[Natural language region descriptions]
════════════════
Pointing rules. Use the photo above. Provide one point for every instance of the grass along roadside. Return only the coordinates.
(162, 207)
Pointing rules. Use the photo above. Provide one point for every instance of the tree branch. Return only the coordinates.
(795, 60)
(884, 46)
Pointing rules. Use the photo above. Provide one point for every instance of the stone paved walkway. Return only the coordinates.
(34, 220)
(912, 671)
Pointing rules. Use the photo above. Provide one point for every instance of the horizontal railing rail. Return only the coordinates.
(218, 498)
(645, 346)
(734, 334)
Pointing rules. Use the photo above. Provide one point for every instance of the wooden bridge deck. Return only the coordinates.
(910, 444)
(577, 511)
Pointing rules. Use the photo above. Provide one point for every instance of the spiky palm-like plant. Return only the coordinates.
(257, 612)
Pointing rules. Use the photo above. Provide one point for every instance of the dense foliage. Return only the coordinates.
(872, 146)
════════════════
▶ What is needed: Every entry should be retyped exactly as shown.

▶ Task output:
Pointing rules. Use the photo above. Provide one point for every instance of the grass along roadside. Return only the coordinates.
(162, 207)
Pointing rules. Use the photo above. Provide one point for every instance of the tree branch. Return only the coordinates.
(795, 60)
(884, 46)
Pointing rules. Use the photo above. Provide one point for every instance of the stone paved walkway. Return only the coordinates.
(34, 220)
(912, 671)
Pointing rules. Use the photo above. Provide one point for every instance of the horizontal railing rail. Return only the coordinates.
(218, 498)
(645, 346)
(734, 334)
Pointing rules. Use the photo above. Provide one point for every instance of the wooden bridge deck. Return only the coordinates.
(910, 444)
(577, 511)
Pointing rules. Use the photo above. Provide one point for every instance of the spiky palm-like plant. Return only the coordinates.
(257, 612)
Pointing rules. Use the photo above. Provide one point for every instance of the dense foliage. Return only the coordinates.
(872, 146)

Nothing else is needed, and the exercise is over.